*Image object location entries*
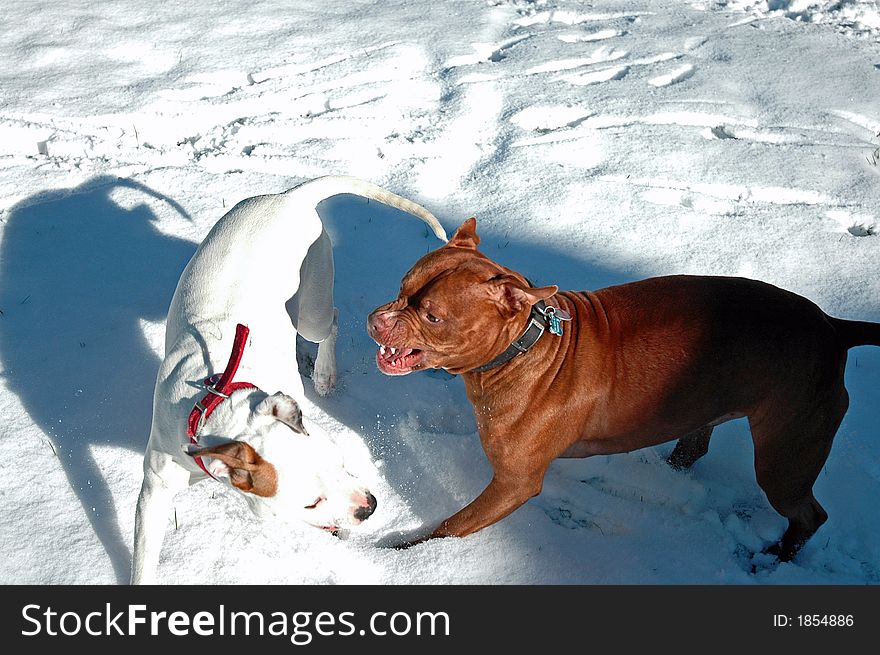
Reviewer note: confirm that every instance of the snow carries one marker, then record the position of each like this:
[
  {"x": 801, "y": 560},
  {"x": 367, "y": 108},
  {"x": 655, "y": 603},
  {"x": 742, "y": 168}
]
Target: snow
[{"x": 596, "y": 143}]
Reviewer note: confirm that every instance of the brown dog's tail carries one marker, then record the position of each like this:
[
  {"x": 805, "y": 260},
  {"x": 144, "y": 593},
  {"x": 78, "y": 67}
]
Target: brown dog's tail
[{"x": 857, "y": 333}]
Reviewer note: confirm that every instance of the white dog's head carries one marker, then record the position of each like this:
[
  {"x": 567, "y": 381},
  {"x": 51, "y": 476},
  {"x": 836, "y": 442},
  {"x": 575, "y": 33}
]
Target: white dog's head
[{"x": 284, "y": 468}]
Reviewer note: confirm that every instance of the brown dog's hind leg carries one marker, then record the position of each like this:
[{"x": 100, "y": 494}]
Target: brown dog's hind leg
[
  {"x": 690, "y": 448},
  {"x": 788, "y": 458}
]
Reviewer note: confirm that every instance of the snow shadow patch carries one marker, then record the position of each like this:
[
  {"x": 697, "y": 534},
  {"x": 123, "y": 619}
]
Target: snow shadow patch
[{"x": 78, "y": 272}]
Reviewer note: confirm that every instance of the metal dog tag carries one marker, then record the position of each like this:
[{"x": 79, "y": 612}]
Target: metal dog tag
[{"x": 554, "y": 318}]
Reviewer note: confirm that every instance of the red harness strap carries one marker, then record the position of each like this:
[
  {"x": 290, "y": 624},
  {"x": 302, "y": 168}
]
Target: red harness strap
[{"x": 219, "y": 387}]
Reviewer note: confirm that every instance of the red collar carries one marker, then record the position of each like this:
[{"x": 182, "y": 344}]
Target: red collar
[{"x": 220, "y": 387}]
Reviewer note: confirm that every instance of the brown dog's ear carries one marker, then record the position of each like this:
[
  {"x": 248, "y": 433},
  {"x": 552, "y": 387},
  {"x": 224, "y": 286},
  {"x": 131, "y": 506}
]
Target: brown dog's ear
[
  {"x": 465, "y": 236},
  {"x": 285, "y": 409},
  {"x": 245, "y": 469},
  {"x": 512, "y": 296}
]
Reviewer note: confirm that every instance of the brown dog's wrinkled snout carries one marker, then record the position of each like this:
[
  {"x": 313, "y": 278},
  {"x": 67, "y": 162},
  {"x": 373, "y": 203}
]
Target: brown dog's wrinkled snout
[
  {"x": 366, "y": 510},
  {"x": 379, "y": 324}
]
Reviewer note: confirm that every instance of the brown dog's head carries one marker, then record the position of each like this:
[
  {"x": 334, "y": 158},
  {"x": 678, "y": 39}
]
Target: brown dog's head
[{"x": 456, "y": 310}]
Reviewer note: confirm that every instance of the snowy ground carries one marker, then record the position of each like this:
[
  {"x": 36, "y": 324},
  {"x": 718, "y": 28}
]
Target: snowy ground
[{"x": 596, "y": 142}]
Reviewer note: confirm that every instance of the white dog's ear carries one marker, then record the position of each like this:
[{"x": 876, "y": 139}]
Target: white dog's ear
[
  {"x": 243, "y": 466},
  {"x": 285, "y": 409}
]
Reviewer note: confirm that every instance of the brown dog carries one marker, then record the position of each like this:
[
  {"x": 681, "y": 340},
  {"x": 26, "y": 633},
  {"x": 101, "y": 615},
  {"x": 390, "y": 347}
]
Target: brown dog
[{"x": 571, "y": 374}]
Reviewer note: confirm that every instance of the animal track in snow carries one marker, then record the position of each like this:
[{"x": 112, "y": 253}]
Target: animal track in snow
[
  {"x": 546, "y": 119},
  {"x": 596, "y": 77},
  {"x": 678, "y": 75},
  {"x": 737, "y": 192},
  {"x": 485, "y": 52},
  {"x": 573, "y": 18},
  {"x": 859, "y": 225},
  {"x": 600, "y": 55},
  {"x": 600, "y": 35}
]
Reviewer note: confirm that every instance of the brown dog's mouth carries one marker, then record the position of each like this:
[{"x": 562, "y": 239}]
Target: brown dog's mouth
[{"x": 399, "y": 361}]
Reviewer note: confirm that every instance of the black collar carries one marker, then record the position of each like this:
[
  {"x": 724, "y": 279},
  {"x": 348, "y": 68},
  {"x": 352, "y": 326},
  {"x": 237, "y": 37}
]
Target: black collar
[{"x": 538, "y": 324}]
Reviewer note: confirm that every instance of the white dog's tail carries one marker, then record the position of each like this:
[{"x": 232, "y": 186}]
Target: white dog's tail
[{"x": 332, "y": 185}]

*Task*
Quote the data above in full and without alteration; skip the pictures.

*Task solution*
Reviewer note: confirm that every instance of the snow carries one marker, then record the position of each like this:
[
  {"x": 801, "y": 560},
  {"x": 367, "y": 108},
  {"x": 655, "y": 603},
  {"x": 742, "y": 168}
]
Target: snow
[{"x": 596, "y": 143}]
Reviewer note: confirm that every instance of the brown dog's tail carries one marker, then record the position of each like this:
[
  {"x": 805, "y": 260},
  {"x": 144, "y": 593},
  {"x": 78, "y": 67}
]
Target: brown dog's tail
[{"x": 857, "y": 333}]
Reviewer note: confirm that every instance of the white dog's head carries one marker, then record the position of each like this:
[
  {"x": 567, "y": 381},
  {"x": 51, "y": 476},
  {"x": 836, "y": 442},
  {"x": 575, "y": 33}
]
Target: white dog's head
[{"x": 284, "y": 468}]
Reviewer note: confirm that every instance of the brown dog's hind leg carries one marker, then record the position of each like this:
[{"x": 100, "y": 494}]
Target: brown dog's hind leg
[
  {"x": 690, "y": 448},
  {"x": 788, "y": 458}
]
Reviewer note: confirm that every instance of the snow shadow patch carries one marker, then record the position of each like this:
[
  {"x": 697, "y": 534},
  {"x": 123, "y": 619}
]
Target: snow shadow patch
[{"x": 78, "y": 272}]
Reviewer note: confirm that every instance of the metal dog tag carries one marker, then record the position of each like this:
[{"x": 79, "y": 612}]
Target: metal dog tag
[{"x": 554, "y": 318}]
Reviewer note: confirm that every instance of the red harness strap carries one marker, then record the position of each like this:
[
  {"x": 290, "y": 624},
  {"x": 302, "y": 168}
]
Target: red harness strap
[{"x": 219, "y": 387}]
Reviewer note: confirm that every instance of the red collar carries one marker, then record the position of each like this:
[{"x": 182, "y": 344}]
Target: red collar
[{"x": 220, "y": 387}]
Reviewer note: confirm that every instance of the brown dog's ear carries one marker, then record the position of each like this:
[
  {"x": 248, "y": 433},
  {"x": 552, "y": 387},
  {"x": 224, "y": 286},
  {"x": 131, "y": 506}
]
Target: brown dog's ear
[
  {"x": 465, "y": 236},
  {"x": 285, "y": 409},
  {"x": 245, "y": 469},
  {"x": 512, "y": 296}
]
Reviewer note: confirm that every instance of the brown dog's wrinkled snout carries one marker, then record the position of each like this:
[
  {"x": 313, "y": 278},
  {"x": 67, "y": 162},
  {"x": 373, "y": 203}
]
Target: brown dog's wrinkled snout
[
  {"x": 366, "y": 510},
  {"x": 379, "y": 324}
]
Reviewer note: confirm that every instance of the brown dog's head carries one marker, then record the position of each like this:
[
  {"x": 334, "y": 158},
  {"x": 678, "y": 39}
]
Target: brown dog's head
[{"x": 456, "y": 310}]
Reviewer note: confirm that every instance of the snowy ground carries one marker, then record the position of each like this:
[
  {"x": 36, "y": 324},
  {"x": 718, "y": 28}
]
Target: snowy ground
[{"x": 596, "y": 142}]
Reviewer note: confirm that every instance of the white dog's ear carries one marker, then record the position of each like this:
[{"x": 876, "y": 139}]
Target: white dog's ear
[
  {"x": 243, "y": 466},
  {"x": 285, "y": 409}
]
Reviewer note: confirm that every instance of the brown dog carries one marker, then record the position of each like this:
[
  {"x": 681, "y": 340},
  {"x": 26, "y": 633},
  {"x": 101, "y": 615},
  {"x": 390, "y": 347}
]
Target: brown dog
[{"x": 571, "y": 374}]
Reviewer note: confirm that every instance of the animal track in snow carries one marker, then record the position of each like this:
[{"x": 112, "y": 253}]
Target: animal track in snow
[
  {"x": 546, "y": 119},
  {"x": 596, "y": 77},
  {"x": 678, "y": 75},
  {"x": 737, "y": 192},
  {"x": 485, "y": 52},
  {"x": 573, "y": 18},
  {"x": 859, "y": 225},
  {"x": 600, "y": 55},
  {"x": 600, "y": 35}
]
Reviewer note: confirm that every instance of the brown dog's mouth carries one marker, then record the position of each like this:
[{"x": 562, "y": 239}]
Target: brown dog's mouth
[{"x": 399, "y": 361}]
Reviewer note: confirm that every instance of the black collar carries one marker, then record the position of each like this:
[
  {"x": 724, "y": 279},
  {"x": 348, "y": 68},
  {"x": 352, "y": 326},
  {"x": 237, "y": 37}
]
Target: black collar
[{"x": 538, "y": 324}]
Reviewer note: confirm that every instance of the white dog's tail carries one marker, then record the position of each like this:
[{"x": 232, "y": 186}]
Target: white dog's tail
[{"x": 332, "y": 185}]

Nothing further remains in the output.